Problem description: Reproduce each of the following items line for line, with no changes to wording, numbers, or punctuation.

......

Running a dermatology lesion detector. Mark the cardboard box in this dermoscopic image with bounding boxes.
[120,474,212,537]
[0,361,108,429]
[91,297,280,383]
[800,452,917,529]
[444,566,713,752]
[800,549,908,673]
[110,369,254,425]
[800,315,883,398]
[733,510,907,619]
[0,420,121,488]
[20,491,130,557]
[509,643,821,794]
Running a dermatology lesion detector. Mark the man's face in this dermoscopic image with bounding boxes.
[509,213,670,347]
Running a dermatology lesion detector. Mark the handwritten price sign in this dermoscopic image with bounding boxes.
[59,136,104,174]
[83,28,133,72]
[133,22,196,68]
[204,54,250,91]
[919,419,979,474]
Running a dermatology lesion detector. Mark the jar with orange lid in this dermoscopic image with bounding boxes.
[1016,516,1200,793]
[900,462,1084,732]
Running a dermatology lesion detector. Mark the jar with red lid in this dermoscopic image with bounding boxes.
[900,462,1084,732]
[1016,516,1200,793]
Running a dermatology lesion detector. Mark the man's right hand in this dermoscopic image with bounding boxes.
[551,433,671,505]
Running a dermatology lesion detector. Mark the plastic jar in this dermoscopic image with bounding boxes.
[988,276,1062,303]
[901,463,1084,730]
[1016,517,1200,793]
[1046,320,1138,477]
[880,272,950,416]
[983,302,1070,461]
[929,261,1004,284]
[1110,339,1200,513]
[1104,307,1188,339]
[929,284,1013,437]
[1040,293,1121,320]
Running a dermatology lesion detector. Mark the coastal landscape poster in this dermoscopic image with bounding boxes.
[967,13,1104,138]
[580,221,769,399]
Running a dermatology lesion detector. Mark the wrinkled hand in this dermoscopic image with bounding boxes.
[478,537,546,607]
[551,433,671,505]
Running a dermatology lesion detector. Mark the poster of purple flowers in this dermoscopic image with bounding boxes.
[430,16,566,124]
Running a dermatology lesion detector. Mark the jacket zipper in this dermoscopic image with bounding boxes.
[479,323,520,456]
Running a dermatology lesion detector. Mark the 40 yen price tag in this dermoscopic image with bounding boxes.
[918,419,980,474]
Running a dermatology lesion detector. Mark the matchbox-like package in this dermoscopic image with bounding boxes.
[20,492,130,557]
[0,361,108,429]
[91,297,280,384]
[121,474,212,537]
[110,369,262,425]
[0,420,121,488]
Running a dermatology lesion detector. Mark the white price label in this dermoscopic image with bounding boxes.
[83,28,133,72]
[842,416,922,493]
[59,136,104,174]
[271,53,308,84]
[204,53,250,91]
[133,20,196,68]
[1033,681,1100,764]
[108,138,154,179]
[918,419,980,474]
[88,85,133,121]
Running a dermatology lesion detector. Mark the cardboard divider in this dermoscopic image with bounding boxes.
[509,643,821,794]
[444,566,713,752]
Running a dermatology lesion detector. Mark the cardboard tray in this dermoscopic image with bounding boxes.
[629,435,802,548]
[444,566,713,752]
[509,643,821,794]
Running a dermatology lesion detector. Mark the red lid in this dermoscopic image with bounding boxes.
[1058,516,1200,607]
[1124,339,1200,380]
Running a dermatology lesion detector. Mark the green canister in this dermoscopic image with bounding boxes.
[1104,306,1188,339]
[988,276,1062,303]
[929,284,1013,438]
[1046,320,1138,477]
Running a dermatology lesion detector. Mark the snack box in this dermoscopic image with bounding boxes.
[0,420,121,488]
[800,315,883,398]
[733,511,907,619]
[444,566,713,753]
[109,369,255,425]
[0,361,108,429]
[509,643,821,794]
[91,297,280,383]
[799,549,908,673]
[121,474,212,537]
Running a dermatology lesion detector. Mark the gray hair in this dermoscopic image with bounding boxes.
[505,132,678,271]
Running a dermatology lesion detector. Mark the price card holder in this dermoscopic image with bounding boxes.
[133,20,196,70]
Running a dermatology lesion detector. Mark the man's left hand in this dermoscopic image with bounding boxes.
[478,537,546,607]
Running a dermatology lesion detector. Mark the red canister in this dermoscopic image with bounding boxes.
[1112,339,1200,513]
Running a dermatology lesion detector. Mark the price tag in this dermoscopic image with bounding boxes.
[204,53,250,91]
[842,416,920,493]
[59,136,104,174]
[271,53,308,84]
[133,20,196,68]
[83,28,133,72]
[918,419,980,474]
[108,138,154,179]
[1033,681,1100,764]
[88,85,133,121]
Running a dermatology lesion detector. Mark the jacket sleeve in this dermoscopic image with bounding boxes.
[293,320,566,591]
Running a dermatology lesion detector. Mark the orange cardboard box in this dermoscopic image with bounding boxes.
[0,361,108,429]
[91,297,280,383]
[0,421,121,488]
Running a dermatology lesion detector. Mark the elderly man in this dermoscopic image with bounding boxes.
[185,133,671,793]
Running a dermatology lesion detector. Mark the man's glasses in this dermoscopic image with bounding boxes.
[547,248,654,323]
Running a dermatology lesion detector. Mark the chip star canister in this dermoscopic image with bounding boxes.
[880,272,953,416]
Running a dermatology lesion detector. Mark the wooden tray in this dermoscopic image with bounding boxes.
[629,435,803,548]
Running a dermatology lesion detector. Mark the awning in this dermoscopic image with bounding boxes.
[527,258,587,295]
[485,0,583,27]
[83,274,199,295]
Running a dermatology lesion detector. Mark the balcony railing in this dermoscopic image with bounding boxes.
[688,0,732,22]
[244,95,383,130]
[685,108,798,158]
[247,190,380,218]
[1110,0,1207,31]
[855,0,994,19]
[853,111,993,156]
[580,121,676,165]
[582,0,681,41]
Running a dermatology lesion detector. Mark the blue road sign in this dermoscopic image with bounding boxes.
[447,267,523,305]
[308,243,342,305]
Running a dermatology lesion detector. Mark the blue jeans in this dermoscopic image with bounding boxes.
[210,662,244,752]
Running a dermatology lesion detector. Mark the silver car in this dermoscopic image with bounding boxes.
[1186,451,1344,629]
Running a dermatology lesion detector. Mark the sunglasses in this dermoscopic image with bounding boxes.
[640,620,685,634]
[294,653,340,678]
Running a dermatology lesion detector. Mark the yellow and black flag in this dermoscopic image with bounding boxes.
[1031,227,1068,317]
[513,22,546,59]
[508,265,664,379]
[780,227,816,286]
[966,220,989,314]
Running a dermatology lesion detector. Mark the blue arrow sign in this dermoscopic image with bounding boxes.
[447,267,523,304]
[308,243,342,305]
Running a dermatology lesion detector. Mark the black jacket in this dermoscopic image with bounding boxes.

......

Answer to the problem:
Running a dermatology lesion detector. Mark the cardboard box in this dermoscopic image with bounding boxes.
[120,474,212,537]
[0,361,108,429]
[91,297,280,383]
[800,452,917,529]
[444,566,713,752]
[800,549,908,673]
[110,369,254,425]
[800,315,883,398]
[733,510,907,619]
[0,420,121,488]
[20,491,130,557]
[509,643,821,794]
Running a dermatology lesion detector. Mark the man's face in this dermoscopic image with bounding boxes.
[509,213,670,347]
Running a dermatology lesion detector. Mark the handwritten price sign in this dermoscopic image with bounding boxes.
[59,136,104,174]
[83,28,133,72]
[133,22,196,68]
[204,54,250,91]
[919,419,979,474]
Running a dermatology lesion detector. Mark the jar with orange lid in this dermoscopic image with bounding boxes.
[1016,516,1200,793]
[900,462,1084,732]
Running a dermatology lesion detector. Mark the jar with red lid in this dermoscopic image with bounding boxes.
[900,462,1084,732]
[1016,516,1200,793]
Running a dermatology lesion detector. Mark the man's right hand in this dermoscopic image with bounding boxes.
[551,433,671,505]
Running a dermatology lesion detector. Mark the plastic jar in this dermoscopic image with bounding boxes.
[988,276,1062,303]
[901,463,1084,730]
[1016,517,1200,793]
[1046,320,1138,477]
[880,272,950,416]
[983,302,1070,461]
[929,261,1004,284]
[1110,339,1200,513]
[1104,307,1188,339]
[929,284,1013,437]
[1040,293,1121,320]
Running a dermatology lesion detector. Mark the coastal landscape poster in this dermoscopic image with bounding boxes.
[967,13,1104,138]
[580,221,769,399]
Running a dermatology lesion detector. Mark the wrinkled hand in this dermoscopic image with bounding boxes.
[478,537,546,607]
[551,433,671,505]
Running a dermatology lesion detector. Mark the poster of purple flowers in this dermoscopic image with bounding boxes.
[430,16,566,124]
Running a dermatology lesion detector. Mark the jacket zipper in this dermoscopic image with bounding boxes.
[479,323,520,456]
Running a dermatology lesion detector. Mark the 40 yen price tag in this dermoscopic image with bounding boxes.
[918,419,980,474]
Running a dermatology lesion detector. Mark the matchbox-like package in this dermoscopic image with bounding boxes.
[20,492,130,557]
[0,361,108,429]
[91,297,280,384]
[121,474,212,537]
[110,369,262,425]
[0,420,121,488]
Running a dermatology lesion detector. Mark the white price label in this dermoscopic image with bounding boxes.
[83,28,133,72]
[842,416,922,493]
[59,136,104,174]
[271,53,308,84]
[204,53,250,91]
[133,20,196,68]
[1033,681,1100,764]
[108,138,154,179]
[918,419,980,474]
[88,85,133,121]
Running a dermatology lesion detector. Mark the cardboard divider in this dermoscopic image with bounding boxes.
[509,643,821,794]
[444,566,713,752]
Running a dermatology lesion detector. Mark the cardboard tray in this dermoscopic image with bounding boxes.
[629,435,802,548]
[444,566,713,752]
[509,643,821,794]
Running a dermatology lesion detector. Mark the red lid in this dermoscopic image with bounding boxes.
[1058,516,1200,607]
[1124,339,1200,380]
Running a dermatology lesion detector. Mark the green canister in this dermoscopic image with bounding boxes.
[1104,306,1188,339]
[988,276,1062,303]
[929,284,1013,438]
[1046,320,1138,477]
Running a dermatology lesion detector. Mark the snack box in this dermoscopic image with bounding boxes.
[0,420,121,488]
[800,315,883,398]
[733,511,907,619]
[444,566,713,753]
[109,369,255,425]
[0,361,108,429]
[509,643,821,794]
[91,297,280,383]
[799,549,908,673]
[121,474,212,537]
Running a dermatology lesion detector. Mark the gray hair in this dermoscopic image with bounding boxes.
[505,132,678,271]
Running a dermatology lesion detector. Mark the price card holder in this dermoscopic image with bounding boxes.
[133,20,196,70]
Running a dermatology lesion detector. Mark the man's left hand in this dermoscopic image with bounding boxes.
[478,537,546,607]
Running a dermatology lesion detector. Mark the red canister in this dermoscopic image with bounding boxes.
[1112,339,1200,513]
Running a dermatology lesion detector. Mark the price tag in this dermoscopic image with bounding boxes.
[204,53,250,91]
[842,416,920,493]
[59,136,104,174]
[271,53,308,84]
[133,20,196,68]
[83,28,133,72]
[918,419,980,474]
[108,138,154,179]
[1033,681,1100,764]
[88,85,133,121]
Running a dermatology lesion detector. Mark the jacket sleeve in this dermoscopic image with bounding boxes.
[293,320,566,591]
Running a dermatology lesion detector. Mark the orange cardboard box in this dermoscopic image with bounding boxes.
[0,361,108,429]
[91,297,280,383]
[0,421,121,488]
Running a dermatology lesion detector. Mark the elderly man in this dermoscopic image with bounding boxes.
[185,133,671,793]
Running a dermatology lesion detector. Mark the man's glasses in this dermoscopic image with bounding boxes.
[547,248,654,323]
Running a dermatology lesion detector. Mark the chip star canister in this dermoscopic image with bounding boxes.
[880,272,953,416]
Running a dermatology lesion detector. Mark the wooden tray in this dermoscopic image with bounding boxes.
[629,435,803,548]
Running a dermatology lesion detector. Mark the awning in this dermoscopic image with bounding boxes.
[527,258,587,295]
[485,0,583,27]
[83,274,199,295]
Running a dermatology lesion detector. Mark the balcony railing in this dermoscopic image with bounding boxes.
[688,0,732,22]
[244,95,383,130]
[685,108,798,158]
[247,190,380,218]
[1110,0,1207,31]
[855,0,994,19]
[853,111,993,156]
[580,121,676,165]
[582,0,681,41]
Running a dermatology lesion detector. Mark the blue road sign in this dermoscopic image with bounding boxes.
[447,267,523,305]
[308,243,342,305]
Running a dermatology lesion detector. Mark the blue jeans in this dermoscopic image with bounding boxes.
[210,662,244,752]
Running a dermatology lesion detector. Mark the silver car in this dermoscopic image with bounding boxes.
[1186,451,1344,629]
Running a dermatology lesion detector. Mark the sunglasses in this dermoscopic image with bounding boxes.
[640,620,685,634]
[294,653,340,678]
Running a dermatology lesion detector. Mark the yellow and black flag in this dermoscopic image with bounding boxes.
[1031,227,1068,317]
[513,22,546,59]
[508,265,664,379]
[780,227,816,286]
[966,220,989,314]
Running a dermatology lesion detector. Mark the blue arrow sign in this dermoscopic image with bounding boxes.
[447,267,523,304]
[308,243,342,305]
Running a dermatology lesion detector. Mark the black jacket in this dermoscopic image with bounding boxes.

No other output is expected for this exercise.